* Source text:

Unmistakably derived from the genre-bending loins of experimental rockers Mr. Bungle and Secret Chiefs 3, Estradasphere respectfully lives up to the ambitious musical aims of their wildly talented mentors. Tim Harris, violin and trumpet, Dave Murray, drums, Jason Schimmel, guitar and banjo, bassist Tim Smolens, and John Wooley, saxophone, met in the late '90s at the U.C.-Santa Cruz school of music, where they shared an interest in the tackiest aspects of pop culture and the most excessive forms of music.

Their first album, It's Understood, appeared with next to no commercial fanfare in the spring of 2000 as the first release on Mr. Bungle guitarist Trey Spruance's homespun label Mimicry Records. Their hectic mix of jazz, metal, video game themes, and bluegrass was eaten up by hardcore Mr. Bungle fans, but went largely unnoticed elsewhere. With instrumentation resembling Bela Fleck and the Flecktones, Estradasphere doesn't always evoke immediate sonic comparisons to Mr. Bungle, but their manic, short-attention-span philosophy of composition ostensibly does. Drawing on influences all over the musical spectrum, often within the same song, Estradasphere amply demonstrates the breadth of their technical musical talent on a song-by-song basis. Although their first album doesn't demonstrate the concision of Mr. Bungle or Secret Chiefs 3, it stretches out as an impressive musical landscape for such a young set of musicians.

Accompanied onstage by a collection of Bohemian artists, ranging from fire-breathers to book-readers, Estradasphere exudes an overabundance of youthful energy and creativity, which, with a decent amount of publicity, could eventually grant them a solid underground following.

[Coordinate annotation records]
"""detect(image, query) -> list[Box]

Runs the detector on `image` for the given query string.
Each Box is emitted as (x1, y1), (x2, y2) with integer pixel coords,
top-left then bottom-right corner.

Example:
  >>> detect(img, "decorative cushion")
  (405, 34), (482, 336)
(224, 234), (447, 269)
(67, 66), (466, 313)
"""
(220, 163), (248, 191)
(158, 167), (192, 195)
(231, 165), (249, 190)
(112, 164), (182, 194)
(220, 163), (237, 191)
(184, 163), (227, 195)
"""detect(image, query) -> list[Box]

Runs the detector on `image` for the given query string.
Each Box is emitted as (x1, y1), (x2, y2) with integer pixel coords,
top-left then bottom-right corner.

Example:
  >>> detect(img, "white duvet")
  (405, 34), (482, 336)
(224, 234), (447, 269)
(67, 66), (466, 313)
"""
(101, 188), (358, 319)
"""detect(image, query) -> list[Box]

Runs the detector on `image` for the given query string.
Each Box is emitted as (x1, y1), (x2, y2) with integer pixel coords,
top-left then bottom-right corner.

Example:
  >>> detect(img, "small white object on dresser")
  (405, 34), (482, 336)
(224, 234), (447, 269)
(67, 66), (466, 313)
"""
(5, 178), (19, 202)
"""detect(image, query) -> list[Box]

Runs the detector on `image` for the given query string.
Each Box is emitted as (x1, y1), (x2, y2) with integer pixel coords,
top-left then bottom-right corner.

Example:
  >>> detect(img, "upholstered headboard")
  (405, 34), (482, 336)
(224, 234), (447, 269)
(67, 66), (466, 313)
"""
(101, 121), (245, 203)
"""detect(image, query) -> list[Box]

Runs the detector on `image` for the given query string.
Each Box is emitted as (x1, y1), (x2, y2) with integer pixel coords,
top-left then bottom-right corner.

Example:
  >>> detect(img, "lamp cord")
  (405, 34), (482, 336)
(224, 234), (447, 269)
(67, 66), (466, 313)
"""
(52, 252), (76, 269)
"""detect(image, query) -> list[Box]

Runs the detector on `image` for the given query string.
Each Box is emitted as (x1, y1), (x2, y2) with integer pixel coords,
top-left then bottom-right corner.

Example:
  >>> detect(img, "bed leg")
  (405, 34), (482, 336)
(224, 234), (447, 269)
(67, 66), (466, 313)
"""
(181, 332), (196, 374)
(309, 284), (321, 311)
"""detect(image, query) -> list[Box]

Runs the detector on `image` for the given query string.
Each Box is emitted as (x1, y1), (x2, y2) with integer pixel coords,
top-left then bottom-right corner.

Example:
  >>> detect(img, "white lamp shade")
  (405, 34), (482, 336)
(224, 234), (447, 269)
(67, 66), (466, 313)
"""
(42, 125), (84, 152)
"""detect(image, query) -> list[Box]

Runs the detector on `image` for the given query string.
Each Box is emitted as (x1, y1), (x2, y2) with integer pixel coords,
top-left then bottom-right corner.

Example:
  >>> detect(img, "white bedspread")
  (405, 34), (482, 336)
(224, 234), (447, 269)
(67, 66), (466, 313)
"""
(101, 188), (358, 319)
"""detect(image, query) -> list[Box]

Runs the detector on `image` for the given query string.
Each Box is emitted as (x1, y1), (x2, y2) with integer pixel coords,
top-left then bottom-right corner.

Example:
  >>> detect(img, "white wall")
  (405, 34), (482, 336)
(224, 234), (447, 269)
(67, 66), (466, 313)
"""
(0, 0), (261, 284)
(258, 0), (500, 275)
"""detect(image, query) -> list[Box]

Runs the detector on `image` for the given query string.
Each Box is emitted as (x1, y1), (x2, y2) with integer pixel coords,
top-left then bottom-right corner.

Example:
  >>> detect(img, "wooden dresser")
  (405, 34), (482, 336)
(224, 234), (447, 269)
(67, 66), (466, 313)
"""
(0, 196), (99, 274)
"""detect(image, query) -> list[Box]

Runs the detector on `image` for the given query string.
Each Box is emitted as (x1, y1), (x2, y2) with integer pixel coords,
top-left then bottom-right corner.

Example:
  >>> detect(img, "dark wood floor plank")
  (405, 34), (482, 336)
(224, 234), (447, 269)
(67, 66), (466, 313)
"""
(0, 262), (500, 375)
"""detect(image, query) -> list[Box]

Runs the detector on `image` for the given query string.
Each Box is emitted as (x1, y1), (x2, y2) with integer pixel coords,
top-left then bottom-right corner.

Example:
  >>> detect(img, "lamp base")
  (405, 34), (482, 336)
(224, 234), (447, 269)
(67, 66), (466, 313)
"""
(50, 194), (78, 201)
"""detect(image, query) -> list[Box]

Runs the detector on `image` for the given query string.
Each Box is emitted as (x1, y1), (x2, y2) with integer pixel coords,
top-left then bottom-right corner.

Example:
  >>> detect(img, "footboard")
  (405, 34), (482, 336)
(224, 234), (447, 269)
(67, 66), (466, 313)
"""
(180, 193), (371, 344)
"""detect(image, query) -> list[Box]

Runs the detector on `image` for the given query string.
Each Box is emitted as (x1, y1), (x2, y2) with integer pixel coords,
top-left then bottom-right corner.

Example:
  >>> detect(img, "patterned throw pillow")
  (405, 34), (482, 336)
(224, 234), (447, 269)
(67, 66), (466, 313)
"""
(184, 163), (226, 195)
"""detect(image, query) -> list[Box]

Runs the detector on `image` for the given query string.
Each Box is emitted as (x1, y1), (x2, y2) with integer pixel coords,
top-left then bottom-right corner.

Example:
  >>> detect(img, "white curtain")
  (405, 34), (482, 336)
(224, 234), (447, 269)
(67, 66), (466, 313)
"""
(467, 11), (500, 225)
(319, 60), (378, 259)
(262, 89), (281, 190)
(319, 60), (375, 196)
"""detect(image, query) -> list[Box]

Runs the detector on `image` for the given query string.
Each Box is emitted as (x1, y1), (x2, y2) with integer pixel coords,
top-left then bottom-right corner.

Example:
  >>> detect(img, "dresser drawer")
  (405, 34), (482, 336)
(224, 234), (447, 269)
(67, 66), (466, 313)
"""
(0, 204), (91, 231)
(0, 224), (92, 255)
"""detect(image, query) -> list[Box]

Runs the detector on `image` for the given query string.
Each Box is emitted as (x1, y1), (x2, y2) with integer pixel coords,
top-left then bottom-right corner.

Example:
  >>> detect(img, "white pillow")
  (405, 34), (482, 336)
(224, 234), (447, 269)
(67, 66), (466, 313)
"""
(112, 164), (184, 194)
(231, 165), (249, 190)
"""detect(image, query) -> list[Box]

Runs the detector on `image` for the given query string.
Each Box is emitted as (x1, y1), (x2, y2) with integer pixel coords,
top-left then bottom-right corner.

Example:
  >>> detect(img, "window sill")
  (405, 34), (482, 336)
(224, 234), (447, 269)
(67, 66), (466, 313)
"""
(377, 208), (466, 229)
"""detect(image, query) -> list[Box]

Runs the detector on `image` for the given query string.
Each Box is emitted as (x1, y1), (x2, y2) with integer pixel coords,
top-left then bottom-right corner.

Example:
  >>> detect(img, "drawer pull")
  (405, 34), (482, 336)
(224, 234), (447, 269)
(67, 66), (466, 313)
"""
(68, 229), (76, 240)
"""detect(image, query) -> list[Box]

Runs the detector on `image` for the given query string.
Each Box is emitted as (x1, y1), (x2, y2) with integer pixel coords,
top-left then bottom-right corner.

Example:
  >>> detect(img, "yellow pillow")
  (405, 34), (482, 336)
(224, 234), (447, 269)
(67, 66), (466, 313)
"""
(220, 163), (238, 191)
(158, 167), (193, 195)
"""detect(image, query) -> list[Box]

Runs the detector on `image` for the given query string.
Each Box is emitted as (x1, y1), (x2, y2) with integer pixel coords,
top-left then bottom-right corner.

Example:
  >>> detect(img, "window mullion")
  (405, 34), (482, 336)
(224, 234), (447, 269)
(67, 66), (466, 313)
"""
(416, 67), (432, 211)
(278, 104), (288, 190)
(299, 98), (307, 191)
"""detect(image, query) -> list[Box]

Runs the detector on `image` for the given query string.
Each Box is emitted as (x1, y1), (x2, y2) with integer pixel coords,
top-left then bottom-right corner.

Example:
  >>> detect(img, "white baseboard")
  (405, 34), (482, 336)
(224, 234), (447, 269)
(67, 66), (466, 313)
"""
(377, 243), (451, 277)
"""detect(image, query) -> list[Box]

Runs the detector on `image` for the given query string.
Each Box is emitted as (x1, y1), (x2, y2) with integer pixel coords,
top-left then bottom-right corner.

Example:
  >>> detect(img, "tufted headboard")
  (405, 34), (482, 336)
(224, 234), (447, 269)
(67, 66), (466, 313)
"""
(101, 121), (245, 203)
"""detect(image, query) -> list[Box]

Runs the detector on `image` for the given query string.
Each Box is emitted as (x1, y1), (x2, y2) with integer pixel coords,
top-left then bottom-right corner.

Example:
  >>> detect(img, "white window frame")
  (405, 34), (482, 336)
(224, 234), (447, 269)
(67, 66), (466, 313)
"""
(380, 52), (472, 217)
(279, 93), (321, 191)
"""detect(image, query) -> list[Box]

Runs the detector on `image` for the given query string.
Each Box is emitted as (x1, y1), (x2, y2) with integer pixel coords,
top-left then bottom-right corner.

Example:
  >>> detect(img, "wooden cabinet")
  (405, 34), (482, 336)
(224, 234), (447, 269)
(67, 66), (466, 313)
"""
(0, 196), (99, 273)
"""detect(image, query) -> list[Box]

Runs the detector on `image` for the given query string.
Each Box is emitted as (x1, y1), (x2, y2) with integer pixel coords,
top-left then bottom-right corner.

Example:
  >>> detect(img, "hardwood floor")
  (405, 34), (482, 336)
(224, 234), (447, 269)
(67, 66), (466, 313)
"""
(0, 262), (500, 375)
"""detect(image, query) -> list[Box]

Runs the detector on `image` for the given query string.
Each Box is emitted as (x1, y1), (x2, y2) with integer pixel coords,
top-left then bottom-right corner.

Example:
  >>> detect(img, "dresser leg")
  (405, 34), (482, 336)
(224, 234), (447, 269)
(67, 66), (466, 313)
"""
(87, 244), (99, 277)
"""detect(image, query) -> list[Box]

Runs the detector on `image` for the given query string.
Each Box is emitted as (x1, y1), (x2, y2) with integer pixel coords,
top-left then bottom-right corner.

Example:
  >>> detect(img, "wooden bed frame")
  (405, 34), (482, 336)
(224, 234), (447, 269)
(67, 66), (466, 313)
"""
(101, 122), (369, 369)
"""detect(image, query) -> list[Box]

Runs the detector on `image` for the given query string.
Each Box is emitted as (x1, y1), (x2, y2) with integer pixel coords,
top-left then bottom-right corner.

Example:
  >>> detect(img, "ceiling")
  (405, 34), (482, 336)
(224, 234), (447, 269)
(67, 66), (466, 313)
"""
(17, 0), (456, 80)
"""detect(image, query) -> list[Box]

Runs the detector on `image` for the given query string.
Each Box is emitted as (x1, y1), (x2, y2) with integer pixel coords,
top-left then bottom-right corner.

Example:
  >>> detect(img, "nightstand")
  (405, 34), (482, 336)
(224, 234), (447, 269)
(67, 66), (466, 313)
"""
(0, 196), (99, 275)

* Work to complete:
a – Rewrite the Estradasphere text between "Unmistakably derived from" and "forms of music.", inclusive, putting "forebears" in place of "mentors".
b – Summarize the Estradasphere text in two sentences.
The records aren't needed for these tasks.

* Full answers:
a –
Unmistakably derived from the genre-bending loins of experimental rockers Mr. Bungle and Secret Chiefs 3, Estradasphere respectfully lives up to the ambitious musical aims of their wildly talented forebears. Tim Harris, violin and trumpet, Dave Murray, drums, Jason Schimmel, guitar and banjo, bassist Tim Smolens, and John Wooley, saxophone, met in the late '90s at the U.C.-Santa Cruz school of music, where they shared an interest in the tackiest aspects of pop culture and the most excessive forms of music.

b – Estradasphere, whose members met in the late '90s at the U.C.-Santa Cruz school of music, clearly derives from the experimental rockers Mr. Bungle and Secret Chiefs 3. Their first album, It's Understood, came out in the spring of 2000 on Mimicry Records, and its mix of jazz, metal, video game themes, and bluegrass was eaten up by hardcore Mr. Bungle fans but went largely unnoticed elsewhere.